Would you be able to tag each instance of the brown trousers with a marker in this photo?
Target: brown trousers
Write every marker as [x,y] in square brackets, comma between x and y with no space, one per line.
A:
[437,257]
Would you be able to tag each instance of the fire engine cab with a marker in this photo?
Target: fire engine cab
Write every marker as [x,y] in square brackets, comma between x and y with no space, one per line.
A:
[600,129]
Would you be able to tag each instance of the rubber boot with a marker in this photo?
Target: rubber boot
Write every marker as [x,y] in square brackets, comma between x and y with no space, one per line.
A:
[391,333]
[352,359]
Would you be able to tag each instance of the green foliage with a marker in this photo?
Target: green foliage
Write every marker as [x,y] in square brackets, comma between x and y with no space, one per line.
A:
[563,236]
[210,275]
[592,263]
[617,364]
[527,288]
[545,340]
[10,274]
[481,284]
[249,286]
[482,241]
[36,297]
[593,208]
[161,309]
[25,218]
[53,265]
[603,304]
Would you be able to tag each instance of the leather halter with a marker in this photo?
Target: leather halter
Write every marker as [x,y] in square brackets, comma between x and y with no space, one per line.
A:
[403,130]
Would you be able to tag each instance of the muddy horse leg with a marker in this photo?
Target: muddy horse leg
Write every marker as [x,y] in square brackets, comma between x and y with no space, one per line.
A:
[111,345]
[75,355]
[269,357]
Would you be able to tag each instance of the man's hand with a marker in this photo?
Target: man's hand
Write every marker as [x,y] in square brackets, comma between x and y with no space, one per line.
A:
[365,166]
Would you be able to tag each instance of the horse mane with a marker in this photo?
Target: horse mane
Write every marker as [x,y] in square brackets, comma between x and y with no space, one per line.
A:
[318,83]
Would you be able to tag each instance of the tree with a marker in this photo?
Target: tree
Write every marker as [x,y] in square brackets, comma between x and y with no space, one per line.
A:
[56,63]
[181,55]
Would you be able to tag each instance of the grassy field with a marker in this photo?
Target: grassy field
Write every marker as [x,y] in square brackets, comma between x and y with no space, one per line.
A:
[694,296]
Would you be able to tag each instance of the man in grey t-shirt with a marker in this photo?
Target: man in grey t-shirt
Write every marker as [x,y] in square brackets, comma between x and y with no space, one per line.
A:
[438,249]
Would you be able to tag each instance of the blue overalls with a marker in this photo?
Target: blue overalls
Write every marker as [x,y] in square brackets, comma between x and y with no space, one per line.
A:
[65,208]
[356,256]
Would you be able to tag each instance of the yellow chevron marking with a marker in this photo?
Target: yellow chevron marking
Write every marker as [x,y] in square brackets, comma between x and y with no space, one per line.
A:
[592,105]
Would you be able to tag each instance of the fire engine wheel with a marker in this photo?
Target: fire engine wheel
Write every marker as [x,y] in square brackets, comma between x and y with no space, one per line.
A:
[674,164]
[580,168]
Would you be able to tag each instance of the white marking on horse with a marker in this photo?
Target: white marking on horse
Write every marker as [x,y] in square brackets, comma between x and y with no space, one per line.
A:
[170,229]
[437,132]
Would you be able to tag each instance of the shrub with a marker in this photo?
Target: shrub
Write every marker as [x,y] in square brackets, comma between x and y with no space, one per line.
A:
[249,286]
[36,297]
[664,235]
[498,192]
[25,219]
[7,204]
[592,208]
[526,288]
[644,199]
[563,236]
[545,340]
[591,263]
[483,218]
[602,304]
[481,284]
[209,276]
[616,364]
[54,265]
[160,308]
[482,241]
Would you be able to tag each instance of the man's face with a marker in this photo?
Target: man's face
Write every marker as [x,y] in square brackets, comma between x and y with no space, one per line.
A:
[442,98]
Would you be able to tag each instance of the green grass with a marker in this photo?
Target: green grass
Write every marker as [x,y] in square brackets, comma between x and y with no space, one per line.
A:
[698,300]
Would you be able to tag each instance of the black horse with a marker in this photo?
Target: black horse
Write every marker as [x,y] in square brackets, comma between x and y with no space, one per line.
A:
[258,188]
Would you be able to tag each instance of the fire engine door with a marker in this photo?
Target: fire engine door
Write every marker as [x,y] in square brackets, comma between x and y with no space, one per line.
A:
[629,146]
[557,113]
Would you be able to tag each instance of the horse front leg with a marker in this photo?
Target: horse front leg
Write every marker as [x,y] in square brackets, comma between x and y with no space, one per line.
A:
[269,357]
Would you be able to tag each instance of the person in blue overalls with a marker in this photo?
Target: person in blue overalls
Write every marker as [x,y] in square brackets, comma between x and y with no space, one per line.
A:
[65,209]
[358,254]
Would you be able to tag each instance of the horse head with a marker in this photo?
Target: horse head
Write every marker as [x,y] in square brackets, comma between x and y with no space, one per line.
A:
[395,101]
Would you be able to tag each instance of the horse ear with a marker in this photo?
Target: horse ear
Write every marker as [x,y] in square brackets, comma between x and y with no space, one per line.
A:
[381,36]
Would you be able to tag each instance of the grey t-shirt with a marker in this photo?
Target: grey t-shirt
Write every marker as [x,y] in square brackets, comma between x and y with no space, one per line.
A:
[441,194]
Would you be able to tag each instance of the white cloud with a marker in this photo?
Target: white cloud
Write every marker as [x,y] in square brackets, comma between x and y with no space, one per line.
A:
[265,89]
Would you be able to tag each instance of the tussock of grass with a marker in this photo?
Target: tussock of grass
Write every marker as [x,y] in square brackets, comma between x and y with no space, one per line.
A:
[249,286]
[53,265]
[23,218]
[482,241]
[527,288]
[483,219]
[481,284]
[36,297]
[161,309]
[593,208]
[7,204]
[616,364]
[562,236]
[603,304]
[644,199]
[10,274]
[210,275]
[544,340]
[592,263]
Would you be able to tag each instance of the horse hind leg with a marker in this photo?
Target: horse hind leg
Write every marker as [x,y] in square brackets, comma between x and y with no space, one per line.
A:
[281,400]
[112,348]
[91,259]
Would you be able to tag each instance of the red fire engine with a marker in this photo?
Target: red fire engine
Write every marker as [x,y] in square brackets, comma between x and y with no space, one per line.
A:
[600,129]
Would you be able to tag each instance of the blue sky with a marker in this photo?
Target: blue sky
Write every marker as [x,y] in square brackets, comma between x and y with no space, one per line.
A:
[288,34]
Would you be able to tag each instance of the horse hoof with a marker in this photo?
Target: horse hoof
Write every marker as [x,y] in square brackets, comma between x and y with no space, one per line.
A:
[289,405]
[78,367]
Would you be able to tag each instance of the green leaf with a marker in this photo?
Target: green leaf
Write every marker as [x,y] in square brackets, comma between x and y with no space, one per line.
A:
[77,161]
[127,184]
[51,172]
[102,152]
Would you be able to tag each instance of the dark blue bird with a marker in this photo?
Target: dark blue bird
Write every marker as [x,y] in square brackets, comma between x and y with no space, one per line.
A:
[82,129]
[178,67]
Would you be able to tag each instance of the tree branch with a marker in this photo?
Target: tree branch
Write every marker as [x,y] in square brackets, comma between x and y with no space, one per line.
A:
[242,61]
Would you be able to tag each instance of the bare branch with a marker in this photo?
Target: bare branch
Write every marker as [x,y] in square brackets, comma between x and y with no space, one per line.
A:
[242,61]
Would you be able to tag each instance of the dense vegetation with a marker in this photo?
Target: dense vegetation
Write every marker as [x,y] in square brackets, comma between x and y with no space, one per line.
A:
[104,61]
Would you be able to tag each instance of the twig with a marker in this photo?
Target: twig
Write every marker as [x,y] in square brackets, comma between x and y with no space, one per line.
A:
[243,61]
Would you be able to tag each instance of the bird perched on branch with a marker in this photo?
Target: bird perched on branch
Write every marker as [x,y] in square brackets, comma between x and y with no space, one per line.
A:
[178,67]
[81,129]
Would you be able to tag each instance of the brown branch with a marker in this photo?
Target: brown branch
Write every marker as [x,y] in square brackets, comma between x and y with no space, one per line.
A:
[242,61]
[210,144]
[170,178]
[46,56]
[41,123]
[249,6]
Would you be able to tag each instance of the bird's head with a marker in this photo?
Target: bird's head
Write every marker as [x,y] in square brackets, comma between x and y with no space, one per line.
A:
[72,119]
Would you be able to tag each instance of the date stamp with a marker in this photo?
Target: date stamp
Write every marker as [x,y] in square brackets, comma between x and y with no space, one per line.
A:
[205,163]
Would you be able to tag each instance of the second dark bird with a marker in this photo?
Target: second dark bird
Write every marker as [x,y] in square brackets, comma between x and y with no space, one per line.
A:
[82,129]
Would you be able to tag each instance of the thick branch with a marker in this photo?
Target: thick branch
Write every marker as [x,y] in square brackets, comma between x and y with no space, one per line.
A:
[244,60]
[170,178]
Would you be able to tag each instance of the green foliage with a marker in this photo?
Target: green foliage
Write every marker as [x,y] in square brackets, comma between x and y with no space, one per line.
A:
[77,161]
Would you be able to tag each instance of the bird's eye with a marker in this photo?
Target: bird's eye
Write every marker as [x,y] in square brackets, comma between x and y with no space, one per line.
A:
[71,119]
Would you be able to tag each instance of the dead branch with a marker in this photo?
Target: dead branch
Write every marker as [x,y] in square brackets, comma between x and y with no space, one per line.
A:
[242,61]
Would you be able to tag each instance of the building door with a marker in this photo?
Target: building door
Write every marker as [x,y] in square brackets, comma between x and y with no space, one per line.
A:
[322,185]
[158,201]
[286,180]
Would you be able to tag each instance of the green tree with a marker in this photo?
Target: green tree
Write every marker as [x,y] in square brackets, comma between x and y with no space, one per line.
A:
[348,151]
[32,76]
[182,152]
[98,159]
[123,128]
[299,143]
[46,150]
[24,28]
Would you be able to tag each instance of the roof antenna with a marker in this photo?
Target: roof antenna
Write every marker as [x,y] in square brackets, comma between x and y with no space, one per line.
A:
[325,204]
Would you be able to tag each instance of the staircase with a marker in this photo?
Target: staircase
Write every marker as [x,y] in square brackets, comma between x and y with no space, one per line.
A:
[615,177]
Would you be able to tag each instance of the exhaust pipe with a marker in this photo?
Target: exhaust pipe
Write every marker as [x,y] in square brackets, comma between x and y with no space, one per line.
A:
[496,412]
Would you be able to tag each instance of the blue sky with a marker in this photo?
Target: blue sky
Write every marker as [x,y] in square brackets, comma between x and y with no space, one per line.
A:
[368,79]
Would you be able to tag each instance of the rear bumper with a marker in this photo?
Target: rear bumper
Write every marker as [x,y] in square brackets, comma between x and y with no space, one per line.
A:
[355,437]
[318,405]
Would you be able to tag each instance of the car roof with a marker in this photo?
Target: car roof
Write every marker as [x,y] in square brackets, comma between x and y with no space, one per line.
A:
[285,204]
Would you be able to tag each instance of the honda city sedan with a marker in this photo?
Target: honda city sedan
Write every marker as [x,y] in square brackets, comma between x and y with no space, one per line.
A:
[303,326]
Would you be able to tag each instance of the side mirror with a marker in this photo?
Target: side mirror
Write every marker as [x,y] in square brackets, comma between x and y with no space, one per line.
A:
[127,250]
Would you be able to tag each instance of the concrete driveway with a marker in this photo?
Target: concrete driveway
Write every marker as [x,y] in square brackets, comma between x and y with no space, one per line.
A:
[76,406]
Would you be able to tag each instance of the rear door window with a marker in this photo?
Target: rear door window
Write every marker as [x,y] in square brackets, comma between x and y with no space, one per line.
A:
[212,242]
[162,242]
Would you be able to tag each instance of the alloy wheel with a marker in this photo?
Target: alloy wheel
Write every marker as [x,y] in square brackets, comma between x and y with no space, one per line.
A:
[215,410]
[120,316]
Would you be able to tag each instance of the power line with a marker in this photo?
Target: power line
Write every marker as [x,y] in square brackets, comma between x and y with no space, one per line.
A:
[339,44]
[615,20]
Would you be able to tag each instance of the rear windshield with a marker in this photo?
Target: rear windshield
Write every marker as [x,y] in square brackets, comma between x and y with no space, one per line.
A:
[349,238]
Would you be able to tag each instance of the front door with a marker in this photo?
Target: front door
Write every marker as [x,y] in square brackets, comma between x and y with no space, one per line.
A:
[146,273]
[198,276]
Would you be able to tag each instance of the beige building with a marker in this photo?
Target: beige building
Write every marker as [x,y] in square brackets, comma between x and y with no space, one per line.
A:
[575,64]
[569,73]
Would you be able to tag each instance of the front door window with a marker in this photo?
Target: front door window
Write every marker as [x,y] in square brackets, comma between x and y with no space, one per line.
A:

GIVEN REQUEST: Through the last line of the entries above, beginning at the line containing "Would you be able to tag each instance of the concrete", transcribe each line exactly, both ends included and nothing more.

REPLY TO THE EXERCISE:
Would you be able to tag each instance of the concrete driveway with a marker in this photo?
Target: concrete driveway
Write every marker as [x,y] in square brackets, comma between x and y with no space, one per line.
A:
[76,406]
Would you be able to tag each instance of the rear door window with a marker in this photo?
Target: rear door window
Write every marker as [x,y] in square brackets, comma between x and y with no space, one per line.
A:
[212,242]
[162,242]
Would you be able to tag each instance of the alloy wheel with a marker in this photo?
Target: alloy wheel
Write every marker as [x,y] in square brackets, comma between x and y with no space, one per line.
A:
[215,410]
[120,316]
Would you be able to tag each instance of the power line with a marker in this photo?
Target: power line
Write every marker as [x,y] in square brackets, comma between x and y with no space, one per line.
A:
[339,44]
[615,20]
Would you be able to tag each instance of the rear windshield with a marker in this photo?
Target: rear windshield
Write every marker as [x,y] in square brackets, comma between x and y with no space, one per line.
A:
[349,238]
Would you be able to tag each instance of the front door with a marker in this photo?
Target: front door
Write every marker as [x,y] in square brackets, comma between x and y with no space, one per line.
A:
[146,273]
[198,276]
Would you be able to tag each instance of the beige building with a marker in this photo?
Target: beige building
Write every marker as [x,y] in square brackets, comma between x and y with no space, one per line.
A:
[575,64]
[569,73]
Would you be able to tag each instance of the front door window with a marker in this photo?
Target: front door window
Write every marker as [x,y] in square brackets, comma between x and y with no space, one per line.
A:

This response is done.